RECORDS SHOWN:
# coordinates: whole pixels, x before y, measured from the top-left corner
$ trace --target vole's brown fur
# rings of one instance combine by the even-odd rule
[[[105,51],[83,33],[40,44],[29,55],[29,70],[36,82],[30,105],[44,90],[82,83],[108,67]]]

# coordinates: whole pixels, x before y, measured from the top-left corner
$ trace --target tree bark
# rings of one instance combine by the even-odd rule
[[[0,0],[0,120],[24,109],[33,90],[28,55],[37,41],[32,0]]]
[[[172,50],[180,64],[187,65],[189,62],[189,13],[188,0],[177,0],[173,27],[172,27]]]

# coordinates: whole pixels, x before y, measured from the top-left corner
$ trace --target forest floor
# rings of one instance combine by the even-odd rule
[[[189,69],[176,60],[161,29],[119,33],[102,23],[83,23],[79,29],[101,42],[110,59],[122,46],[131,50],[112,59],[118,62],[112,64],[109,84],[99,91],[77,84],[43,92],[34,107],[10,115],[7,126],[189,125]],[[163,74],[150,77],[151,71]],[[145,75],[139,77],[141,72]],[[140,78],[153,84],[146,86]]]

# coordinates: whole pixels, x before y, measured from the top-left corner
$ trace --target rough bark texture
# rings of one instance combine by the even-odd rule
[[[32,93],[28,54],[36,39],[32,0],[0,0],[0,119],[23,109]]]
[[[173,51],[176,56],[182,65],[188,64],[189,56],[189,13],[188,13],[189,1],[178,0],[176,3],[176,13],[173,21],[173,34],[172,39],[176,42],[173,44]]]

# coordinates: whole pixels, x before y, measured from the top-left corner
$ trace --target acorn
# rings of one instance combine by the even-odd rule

TASK DIRECTIONS: Pull out every line in the items above that contains the string "trace", and treat uppercase and lowercase as different.

THE COMPLETED TASK:
$ trace --target vole's brown fur
$ trace --target tree bark
$ trace --target forest floor
$ trace --target rough bark texture
$ trace --target acorn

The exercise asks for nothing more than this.